__To be done__: Copy out all of the material exactly.

---------- Data in this exercise

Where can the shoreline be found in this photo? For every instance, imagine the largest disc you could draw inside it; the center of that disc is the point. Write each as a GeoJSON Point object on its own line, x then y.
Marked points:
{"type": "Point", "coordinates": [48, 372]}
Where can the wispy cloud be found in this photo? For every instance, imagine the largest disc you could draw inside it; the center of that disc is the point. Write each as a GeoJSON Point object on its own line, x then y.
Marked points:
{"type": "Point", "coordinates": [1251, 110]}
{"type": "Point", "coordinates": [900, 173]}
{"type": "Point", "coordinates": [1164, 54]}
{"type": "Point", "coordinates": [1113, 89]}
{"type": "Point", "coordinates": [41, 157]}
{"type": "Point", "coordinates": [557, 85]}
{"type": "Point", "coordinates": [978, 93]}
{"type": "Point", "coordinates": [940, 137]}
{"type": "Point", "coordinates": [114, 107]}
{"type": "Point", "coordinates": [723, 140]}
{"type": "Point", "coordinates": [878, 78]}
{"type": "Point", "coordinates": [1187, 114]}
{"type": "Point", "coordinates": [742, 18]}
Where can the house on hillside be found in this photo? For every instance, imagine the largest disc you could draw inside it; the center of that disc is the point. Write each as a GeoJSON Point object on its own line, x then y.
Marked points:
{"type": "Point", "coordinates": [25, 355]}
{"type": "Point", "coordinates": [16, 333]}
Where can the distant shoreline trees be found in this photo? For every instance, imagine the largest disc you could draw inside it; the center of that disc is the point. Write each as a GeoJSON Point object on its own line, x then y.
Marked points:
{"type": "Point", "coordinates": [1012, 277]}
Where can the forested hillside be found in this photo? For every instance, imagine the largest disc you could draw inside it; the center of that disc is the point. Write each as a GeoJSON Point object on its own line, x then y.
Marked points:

--------------------

__Output for this task__:
Where can the shoreline be found in this photo? For every instance, imagine the largest disc you could draw inside it; the center of that disc is the point. Write each as a GeoJSON Point object on its own line, x then y.
Marked points:
{"type": "Point", "coordinates": [48, 372]}
Where can the wispy cloud be found in this photo? For every instance, imagine the largest disc you could draw inside it; the center of that disc is the point. Write each as a GeoJSON Point object on its own line, x then y.
Marked points:
{"type": "Point", "coordinates": [1251, 110]}
{"type": "Point", "coordinates": [900, 173]}
{"type": "Point", "coordinates": [1164, 54]}
{"type": "Point", "coordinates": [1113, 89]}
{"type": "Point", "coordinates": [41, 157]}
{"type": "Point", "coordinates": [557, 85]}
{"type": "Point", "coordinates": [978, 93]}
{"type": "Point", "coordinates": [940, 137]}
{"type": "Point", "coordinates": [114, 107]}
{"type": "Point", "coordinates": [723, 140]}
{"type": "Point", "coordinates": [878, 78]}
{"type": "Point", "coordinates": [1187, 114]}
{"type": "Point", "coordinates": [742, 18]}
Where can the house on hillside be found in this photo? For every instance, imagine the largest disc you could draw inside it; the center of that disc is the point. Write each as a GeoJSON Point object on its own line, x then y.
Marked points:
{"type": "Point", "coordinates": [25, 355]}
{"type": "Point", "coordinates": [16, 333]}
Where can the distant shoreline trees be found in this photo? For every instance, imagine the largest disc you could draw inside it; the center of that disc is the point. Write each as a GeoJSON Point object on its own line, x then y.
Marked points:
{"type": "Point", "coordinates": [1012, 277]}
Where can the forested hillside be found in this photo? For every instance, imagine the largest disc you could draw inside it; the center of that disc is the point. Write each as a GeoJSON Point object on its own line, x then y.
Marked points:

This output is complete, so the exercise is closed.